▸ REQUIRED ACTION:
State only the number of lines below where the word "query" is found.

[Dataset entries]
▼

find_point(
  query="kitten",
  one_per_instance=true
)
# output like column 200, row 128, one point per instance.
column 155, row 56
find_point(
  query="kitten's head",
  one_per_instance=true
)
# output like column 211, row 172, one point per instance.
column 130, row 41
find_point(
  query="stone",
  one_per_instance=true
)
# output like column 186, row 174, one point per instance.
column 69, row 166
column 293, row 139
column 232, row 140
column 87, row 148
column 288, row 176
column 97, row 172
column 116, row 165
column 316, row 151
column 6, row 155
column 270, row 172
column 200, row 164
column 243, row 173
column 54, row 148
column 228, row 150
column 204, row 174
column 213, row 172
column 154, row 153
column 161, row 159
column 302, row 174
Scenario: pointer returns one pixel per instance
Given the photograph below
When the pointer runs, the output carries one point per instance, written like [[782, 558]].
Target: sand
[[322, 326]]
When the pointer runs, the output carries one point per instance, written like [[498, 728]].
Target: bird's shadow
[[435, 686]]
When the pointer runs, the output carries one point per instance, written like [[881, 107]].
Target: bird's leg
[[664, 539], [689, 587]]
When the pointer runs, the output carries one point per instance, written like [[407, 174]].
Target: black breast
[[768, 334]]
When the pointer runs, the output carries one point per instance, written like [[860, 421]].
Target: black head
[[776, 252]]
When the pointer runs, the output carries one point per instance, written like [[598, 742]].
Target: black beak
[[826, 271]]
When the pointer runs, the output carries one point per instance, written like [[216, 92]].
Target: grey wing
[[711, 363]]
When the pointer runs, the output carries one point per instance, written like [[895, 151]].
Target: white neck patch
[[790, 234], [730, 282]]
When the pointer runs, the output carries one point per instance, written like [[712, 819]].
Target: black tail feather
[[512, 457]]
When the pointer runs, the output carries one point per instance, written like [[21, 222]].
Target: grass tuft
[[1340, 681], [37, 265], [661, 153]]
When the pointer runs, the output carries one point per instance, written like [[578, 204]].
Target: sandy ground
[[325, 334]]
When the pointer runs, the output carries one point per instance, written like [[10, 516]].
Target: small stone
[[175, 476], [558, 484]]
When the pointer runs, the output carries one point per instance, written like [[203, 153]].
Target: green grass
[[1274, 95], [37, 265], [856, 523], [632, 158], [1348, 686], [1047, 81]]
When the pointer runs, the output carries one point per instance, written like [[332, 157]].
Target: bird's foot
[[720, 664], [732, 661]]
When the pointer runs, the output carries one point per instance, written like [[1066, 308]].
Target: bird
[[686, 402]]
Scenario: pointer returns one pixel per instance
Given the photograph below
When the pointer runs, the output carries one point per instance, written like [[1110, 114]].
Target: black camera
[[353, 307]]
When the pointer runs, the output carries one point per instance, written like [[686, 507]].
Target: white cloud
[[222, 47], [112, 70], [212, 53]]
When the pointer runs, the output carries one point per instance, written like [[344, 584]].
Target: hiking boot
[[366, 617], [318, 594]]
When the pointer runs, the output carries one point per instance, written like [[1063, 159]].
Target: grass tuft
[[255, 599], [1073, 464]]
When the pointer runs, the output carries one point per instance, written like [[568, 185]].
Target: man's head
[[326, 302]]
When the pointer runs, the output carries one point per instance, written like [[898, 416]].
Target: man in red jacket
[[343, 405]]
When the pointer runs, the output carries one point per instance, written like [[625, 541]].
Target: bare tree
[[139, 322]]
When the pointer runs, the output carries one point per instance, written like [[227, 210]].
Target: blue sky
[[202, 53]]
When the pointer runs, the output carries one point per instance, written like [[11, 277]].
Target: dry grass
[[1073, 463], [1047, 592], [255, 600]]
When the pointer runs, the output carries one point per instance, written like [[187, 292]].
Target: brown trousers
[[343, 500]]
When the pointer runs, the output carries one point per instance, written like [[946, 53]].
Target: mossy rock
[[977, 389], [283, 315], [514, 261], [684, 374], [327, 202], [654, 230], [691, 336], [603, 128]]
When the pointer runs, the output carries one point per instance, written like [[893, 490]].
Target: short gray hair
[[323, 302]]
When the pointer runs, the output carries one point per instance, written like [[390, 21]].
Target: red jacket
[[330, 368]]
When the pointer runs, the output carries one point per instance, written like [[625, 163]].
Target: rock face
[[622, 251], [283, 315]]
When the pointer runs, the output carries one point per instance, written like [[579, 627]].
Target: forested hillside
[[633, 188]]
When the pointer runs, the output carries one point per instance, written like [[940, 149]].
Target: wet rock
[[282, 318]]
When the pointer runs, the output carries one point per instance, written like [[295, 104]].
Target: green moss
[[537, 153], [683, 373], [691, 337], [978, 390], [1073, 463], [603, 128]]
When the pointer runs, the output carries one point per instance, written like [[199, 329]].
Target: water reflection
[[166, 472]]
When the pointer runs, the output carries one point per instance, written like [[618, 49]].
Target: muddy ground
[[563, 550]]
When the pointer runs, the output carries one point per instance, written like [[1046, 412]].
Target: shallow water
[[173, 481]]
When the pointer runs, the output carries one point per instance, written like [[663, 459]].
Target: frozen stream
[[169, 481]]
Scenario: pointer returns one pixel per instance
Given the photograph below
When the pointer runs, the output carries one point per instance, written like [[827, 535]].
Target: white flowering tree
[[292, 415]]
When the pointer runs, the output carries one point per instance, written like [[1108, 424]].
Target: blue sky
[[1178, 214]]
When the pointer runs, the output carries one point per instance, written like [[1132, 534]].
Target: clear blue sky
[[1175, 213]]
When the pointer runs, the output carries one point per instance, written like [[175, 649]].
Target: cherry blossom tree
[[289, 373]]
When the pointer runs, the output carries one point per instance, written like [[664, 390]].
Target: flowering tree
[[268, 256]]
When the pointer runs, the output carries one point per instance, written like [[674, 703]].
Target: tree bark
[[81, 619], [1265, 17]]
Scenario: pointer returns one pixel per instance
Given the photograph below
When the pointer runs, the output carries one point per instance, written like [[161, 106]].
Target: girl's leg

▲

▸ FINAL ANSWER:
3